About this task
Across the listing below, how many lines contain the string "wooden"? Only the number is needed.

┌──

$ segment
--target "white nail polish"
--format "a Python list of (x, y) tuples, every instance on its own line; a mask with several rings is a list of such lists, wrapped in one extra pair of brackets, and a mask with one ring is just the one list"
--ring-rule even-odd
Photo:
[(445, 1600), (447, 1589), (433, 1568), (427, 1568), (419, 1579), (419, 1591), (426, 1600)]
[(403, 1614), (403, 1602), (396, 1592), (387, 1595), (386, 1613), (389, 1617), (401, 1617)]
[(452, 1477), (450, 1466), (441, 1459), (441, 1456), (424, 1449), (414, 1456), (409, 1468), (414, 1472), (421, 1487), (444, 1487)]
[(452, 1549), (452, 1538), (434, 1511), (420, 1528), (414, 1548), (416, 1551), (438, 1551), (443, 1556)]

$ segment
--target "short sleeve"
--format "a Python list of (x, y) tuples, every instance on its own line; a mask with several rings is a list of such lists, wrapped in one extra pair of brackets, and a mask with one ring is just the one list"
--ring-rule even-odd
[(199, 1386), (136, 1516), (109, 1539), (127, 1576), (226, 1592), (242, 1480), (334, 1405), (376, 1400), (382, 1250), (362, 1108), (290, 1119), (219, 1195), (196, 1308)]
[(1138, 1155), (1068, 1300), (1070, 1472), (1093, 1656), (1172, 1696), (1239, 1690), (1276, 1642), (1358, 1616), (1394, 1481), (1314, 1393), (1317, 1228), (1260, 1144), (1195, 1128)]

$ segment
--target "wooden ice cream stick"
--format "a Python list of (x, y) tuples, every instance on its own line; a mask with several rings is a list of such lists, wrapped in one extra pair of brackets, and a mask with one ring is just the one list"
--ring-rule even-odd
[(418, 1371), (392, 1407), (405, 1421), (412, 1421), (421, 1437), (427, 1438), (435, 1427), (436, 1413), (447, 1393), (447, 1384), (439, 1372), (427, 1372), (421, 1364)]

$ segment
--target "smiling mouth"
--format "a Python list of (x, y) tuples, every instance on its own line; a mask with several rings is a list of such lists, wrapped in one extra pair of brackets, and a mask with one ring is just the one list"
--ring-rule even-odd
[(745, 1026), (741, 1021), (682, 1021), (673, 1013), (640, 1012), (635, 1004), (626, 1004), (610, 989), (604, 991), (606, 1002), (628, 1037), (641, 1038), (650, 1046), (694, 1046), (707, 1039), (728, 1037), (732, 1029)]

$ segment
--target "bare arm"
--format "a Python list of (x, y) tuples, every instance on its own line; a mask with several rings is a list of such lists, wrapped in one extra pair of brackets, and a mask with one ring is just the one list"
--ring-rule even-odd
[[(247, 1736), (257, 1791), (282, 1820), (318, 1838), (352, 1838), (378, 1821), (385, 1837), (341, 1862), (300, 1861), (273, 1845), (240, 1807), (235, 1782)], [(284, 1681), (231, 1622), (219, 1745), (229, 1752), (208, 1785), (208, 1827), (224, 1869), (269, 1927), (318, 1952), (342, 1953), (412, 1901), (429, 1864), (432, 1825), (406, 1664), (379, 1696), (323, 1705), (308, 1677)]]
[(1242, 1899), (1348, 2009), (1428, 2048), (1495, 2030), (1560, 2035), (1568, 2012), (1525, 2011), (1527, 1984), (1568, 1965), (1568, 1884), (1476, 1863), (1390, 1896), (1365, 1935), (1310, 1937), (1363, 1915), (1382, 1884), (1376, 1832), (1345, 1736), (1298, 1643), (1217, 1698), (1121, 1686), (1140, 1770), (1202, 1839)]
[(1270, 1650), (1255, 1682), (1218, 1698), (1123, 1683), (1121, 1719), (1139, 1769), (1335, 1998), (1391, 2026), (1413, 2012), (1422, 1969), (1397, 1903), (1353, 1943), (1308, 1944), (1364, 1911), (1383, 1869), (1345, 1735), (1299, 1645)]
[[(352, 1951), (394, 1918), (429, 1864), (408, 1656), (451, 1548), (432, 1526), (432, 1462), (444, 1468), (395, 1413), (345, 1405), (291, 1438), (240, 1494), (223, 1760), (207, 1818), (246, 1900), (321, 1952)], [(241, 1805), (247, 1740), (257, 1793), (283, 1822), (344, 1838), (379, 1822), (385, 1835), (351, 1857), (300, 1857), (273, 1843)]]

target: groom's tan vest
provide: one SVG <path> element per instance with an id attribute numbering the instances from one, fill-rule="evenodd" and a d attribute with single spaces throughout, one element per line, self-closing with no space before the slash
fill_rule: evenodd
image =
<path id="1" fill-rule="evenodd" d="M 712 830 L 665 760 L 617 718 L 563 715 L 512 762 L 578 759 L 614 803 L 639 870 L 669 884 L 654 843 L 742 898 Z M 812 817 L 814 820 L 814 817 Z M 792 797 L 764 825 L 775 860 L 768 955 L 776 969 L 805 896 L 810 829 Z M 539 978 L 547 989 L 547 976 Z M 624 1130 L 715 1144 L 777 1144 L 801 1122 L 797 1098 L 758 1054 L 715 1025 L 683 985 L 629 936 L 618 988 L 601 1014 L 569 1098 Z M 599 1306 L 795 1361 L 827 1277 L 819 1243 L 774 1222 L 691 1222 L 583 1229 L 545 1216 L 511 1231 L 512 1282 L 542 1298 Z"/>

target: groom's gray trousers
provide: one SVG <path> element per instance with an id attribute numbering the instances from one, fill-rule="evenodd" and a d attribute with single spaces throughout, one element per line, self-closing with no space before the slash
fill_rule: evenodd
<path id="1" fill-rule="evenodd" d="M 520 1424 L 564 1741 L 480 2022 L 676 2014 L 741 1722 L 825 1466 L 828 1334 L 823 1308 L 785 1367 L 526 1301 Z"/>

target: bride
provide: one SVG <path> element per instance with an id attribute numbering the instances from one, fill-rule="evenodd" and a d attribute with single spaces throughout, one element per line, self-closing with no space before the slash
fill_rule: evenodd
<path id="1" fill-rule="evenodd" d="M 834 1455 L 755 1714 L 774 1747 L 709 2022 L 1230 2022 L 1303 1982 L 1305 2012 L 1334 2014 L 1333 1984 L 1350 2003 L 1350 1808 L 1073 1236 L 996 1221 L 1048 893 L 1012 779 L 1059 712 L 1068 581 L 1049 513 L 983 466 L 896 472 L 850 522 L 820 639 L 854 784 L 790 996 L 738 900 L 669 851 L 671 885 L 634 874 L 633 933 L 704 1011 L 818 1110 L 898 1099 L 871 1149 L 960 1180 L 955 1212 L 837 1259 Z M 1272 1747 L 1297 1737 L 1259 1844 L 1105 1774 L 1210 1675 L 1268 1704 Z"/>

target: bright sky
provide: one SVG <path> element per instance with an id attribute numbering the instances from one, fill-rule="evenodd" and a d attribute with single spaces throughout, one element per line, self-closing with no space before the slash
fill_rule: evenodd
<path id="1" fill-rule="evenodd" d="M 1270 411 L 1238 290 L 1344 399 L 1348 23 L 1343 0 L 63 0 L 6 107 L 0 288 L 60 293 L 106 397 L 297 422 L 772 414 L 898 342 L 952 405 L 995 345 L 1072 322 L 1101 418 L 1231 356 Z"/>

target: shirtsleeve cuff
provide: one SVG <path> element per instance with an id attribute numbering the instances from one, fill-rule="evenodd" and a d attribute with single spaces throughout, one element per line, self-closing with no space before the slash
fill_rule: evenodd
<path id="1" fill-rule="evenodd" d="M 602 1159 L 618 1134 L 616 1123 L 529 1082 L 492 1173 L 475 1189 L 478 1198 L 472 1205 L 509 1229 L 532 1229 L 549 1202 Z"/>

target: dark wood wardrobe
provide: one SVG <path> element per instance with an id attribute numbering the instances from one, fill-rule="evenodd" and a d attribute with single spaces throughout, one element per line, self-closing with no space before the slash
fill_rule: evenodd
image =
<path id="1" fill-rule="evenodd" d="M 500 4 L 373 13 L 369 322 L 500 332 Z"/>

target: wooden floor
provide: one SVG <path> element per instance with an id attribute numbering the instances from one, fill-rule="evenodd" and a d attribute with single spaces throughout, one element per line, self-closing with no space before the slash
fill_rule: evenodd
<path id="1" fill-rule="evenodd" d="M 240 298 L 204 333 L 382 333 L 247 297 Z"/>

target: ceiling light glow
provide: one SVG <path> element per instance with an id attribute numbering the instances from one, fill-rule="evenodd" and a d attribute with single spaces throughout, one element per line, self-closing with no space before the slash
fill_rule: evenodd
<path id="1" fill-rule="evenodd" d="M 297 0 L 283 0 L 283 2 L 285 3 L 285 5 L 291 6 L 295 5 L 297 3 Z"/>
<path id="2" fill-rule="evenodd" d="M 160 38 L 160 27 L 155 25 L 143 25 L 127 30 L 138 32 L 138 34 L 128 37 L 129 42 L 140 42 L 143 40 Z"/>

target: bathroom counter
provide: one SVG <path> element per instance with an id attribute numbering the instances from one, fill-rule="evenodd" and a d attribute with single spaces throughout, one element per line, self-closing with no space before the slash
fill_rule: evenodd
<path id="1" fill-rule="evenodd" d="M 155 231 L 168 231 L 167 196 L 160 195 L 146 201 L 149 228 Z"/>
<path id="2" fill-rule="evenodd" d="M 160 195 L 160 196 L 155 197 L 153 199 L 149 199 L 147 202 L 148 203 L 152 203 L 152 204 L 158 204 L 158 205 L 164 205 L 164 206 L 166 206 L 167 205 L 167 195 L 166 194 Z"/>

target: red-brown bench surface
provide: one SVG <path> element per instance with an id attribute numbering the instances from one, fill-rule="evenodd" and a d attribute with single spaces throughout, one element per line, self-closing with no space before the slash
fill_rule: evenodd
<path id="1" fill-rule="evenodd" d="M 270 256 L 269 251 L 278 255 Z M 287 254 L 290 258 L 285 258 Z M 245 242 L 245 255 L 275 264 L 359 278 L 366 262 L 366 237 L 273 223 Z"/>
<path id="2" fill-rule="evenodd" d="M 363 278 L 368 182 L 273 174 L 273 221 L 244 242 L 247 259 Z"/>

└──

Solved exercise
2